* **PROVIDED RECORDS**
*****
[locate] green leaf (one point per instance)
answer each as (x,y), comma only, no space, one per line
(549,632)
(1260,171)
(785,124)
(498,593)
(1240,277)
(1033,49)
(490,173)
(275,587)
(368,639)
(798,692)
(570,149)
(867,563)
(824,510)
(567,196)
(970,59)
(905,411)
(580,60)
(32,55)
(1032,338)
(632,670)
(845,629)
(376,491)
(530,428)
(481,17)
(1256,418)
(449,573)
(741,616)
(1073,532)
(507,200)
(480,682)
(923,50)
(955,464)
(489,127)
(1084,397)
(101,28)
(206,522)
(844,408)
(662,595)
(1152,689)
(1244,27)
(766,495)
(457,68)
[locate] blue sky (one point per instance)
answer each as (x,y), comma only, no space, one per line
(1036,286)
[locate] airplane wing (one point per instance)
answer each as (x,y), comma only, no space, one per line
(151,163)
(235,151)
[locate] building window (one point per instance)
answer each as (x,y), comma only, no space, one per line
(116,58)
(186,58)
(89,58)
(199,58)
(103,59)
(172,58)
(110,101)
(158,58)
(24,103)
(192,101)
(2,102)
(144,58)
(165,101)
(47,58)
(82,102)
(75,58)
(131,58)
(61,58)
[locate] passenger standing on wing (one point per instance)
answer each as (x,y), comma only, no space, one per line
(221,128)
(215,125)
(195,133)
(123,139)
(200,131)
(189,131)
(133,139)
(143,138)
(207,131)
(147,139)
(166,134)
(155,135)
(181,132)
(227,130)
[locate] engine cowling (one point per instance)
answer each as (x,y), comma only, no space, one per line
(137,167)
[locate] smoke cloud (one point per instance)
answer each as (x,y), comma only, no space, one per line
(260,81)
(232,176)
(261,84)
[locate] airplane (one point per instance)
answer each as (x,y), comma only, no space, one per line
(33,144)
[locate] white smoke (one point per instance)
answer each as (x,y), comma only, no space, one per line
*****
* **TASK DIRECTIONS**
Start at the first line of the material and write everything out exactly.

* **REPLY**
[locate] green leaf (one point per instance)
answer each as (x,y), comma only, no space, one per line
(549,632)
(1260,171)
(785,124)
(498,593)
(1240,277)
(1033,49)
(490,173)
(275,587)
(368,639)
(798,692)
(570,149)
(867,563)
(824,510)
(567,196)
(970,59)
(905,411)
(580,60)
(32,55)
(1032,338)
(632,670)
(845,629)
(376,491)
(530,428)
(481,17)
(1256,418)
(449,573)
(741,616)
(1073,532)
(507,200)
(480,682)
(923,50)
(955,464)
(489,127)
(1084,397)
(101,28)
(206,522)
(844,408)
(662,595)
(1152,689)
(1244,27)
(766,495)
(457,68)
[locate] blue sky (one point per instance)
answer each as (x,y), comma only, no space, one per line
(1036,286)
[locate] airplane wing (one point per instance)
answer each as (x,y), comma only, no space, one per line
(151,163)
(235,151)
[locate] building window (one point per instance)
answer each as (x,y), comma only, no space, one per line
(116,58)
(186,58)
(89,58)
(199,58)
(103,59)
(172,58)
(110,101)
(158,58)
(24,103)
(192,101)
(2,102)
(144,58)
(165,101)
(47,58)
(82,102)
(75,58)
(131,58)
(61,58)
[locate] passenger standing on wing (one point per instance)
answer each as (x,y), comma only, no space, one per line
(221,128)
(215,125)
(195,133)
(123,139)
(200,131)
(189,131)
(133,139)
(143,138)
(207,131)
(147,139)
(166,134)
(155,135)
(181,132)
(227,130)
[locate] engine cowling (one point per instance)
answer each as (x,y), comma only, no space, one per line
(137,167)
[locate] smoke cloud (one point per instance)
answer each as (x,y), comma only, no space, one per line
(260,81)
(232,176)
(261,84)
[locate] airplane (one point per instance)
answer each as (x,y), comma only, no space, one per line
(33,144)
[locate] white smoke (one point per instance)
answer each as (x,y), comma only, no space, one per line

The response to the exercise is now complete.